Source material.
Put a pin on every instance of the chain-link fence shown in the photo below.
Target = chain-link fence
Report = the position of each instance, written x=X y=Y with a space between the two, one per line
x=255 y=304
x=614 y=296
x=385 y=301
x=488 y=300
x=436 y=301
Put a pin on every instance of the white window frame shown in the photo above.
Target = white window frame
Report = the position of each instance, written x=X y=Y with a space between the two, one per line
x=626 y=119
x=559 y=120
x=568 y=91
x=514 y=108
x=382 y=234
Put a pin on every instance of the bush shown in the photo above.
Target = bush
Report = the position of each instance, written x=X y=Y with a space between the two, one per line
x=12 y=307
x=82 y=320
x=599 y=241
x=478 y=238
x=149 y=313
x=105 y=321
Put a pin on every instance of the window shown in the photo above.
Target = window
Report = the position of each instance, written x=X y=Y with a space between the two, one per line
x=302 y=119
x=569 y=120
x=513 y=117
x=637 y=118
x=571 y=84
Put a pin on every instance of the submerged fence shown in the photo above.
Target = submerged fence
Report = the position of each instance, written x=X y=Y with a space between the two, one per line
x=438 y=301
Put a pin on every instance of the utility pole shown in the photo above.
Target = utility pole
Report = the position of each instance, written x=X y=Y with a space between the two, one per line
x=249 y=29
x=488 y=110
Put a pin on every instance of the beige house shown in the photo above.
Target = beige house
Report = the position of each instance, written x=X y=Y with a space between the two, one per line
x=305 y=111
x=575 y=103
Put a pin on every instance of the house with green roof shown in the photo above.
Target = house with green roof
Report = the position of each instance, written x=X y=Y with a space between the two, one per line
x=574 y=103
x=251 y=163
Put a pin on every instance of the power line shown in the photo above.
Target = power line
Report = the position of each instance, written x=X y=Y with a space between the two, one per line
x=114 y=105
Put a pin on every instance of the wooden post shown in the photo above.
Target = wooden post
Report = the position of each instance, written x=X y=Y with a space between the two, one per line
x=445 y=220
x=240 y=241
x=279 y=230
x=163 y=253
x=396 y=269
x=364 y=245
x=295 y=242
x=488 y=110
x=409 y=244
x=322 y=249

Request. Convert the listing above into a Markdown table with two columns headed "Row" and "Line," putting each line in its own row, numbered in order, and leaving out any blank lines.

Answer.
| Row | Line |
|---|---|
| 1 | Put a pin on every instance of the chain-link fence shown in the photo below. |
| 2 | Target = chain-link fence |
| 3 | Report = the position of each instance, written x=X y=Y with a space between the two, one per line |
| 4 | x=255 y=304 |
| 5 | x=614 y=296 |
| 6 | x=385 y=301 |
| 7 | x=488 y=300 |
| 8 | x=436 y=301 |
| 9 | Put a pin on every instance of the white window frame shown in the photo above. |
| 10 | Target = white window frame |
| 11 | Report = the position of each instance, written x=X y=Y with a space between the two, one per line |
| 12 | x=626 y=119 |
| 13 | x=559 y=120 |
| 14 | x=568 y=91 |
| 15 | x=514 y=108 |
| 16 | x=382 y=234 |
| 17 | Put a pin on every instance of the bush shown in the photo above. |
| 18 | Target = bush |
| 19 | Report = the position of each instance, written x=X y=Y with a space between the two, one per line |
| 20 | x=12 y=307 |
| 21 | x=82 y=320 |
| 22 | x=599 y=241 |
| 23 | x=478 y=238 |
| 24 | x=149 y=313 |
| 25 | x=105 y=321 |
| 26 | Put a pin on every instance of the window shown in the photo above. |
| 27 | Target = window |
| 28 | Report = the position of each instance, written x=X y=Y with a space between the two, one per line |
| 29 | x=302 y=119 |
| 30 | x=569 y=120 |
| 31 | x=513 y=117 |
| 32 | x=637 y=118 |
| 33 | x=571 y=84 |
| 34 | Put a pin on every instance of the submerged fence shown in the photo above. |
| 35 | Target = submerged fence |
| 36 | Report = the position of each instance, written x=X y=Y with a space between the two, one per line |
| 37 | x=438 y=301 |
| 38 | Put a pin on every instance of the utility pole shown in the photo above. |
| 39 | Target = utility pole |
| 40 | Report = the position of each instance, written x=X y=Y with a space between the two, one per line |
| 41 | x=249 y=29 |
| 42 | x=488 y=110 |
| 43 | Put a pin on every instance of the beige house shown in the photo above. |
| 44 | Target = beige house |
| 45 | Report = the position of each instance, written x=X y=Y with a space between the two, one per line |
| 46 | x=305 y=111 |
| 47 | x=575 y=103 |
| 48 | Put a pin on every instance of the house with green roof shown in the photo above. |
| 49 | Target = house with green roof |
| 50 | Report = the position of each instance, written x=X y=Y with a space between the two, one per line |
| 51 | x=574 y=103 |
| 52 | x=251 y=163 |
| 53 | Put a pin on every instance of the power line shown in the photo above. |
| 54 | Target = power line |
| 55 | Report = the position of each instance, written x=X y=Y with a space between the two, one per line |
| 56 | x=114 y=105 |
| 57 | Put a pin on every instance of the wooden post shown in the photo above. |
| 58 | Target = wooden post |
| 59 | Report = the position of each instance, written x=X y=Y with a space between the two, one per line |
| 60 | x=445 y=220 |
| 61 | x=240 y=241 |
| 62 | x=279 y=230 |
| 63 | x=163 y=253 |
| 64 | x=396 y=269 |
| 65 | x=364 y=245 |
| 66 | x=295 y=242 |
| 67 | x=488 y=110 |
| 68 | x=409 y=244 |
| 69 | x=322 y=249 |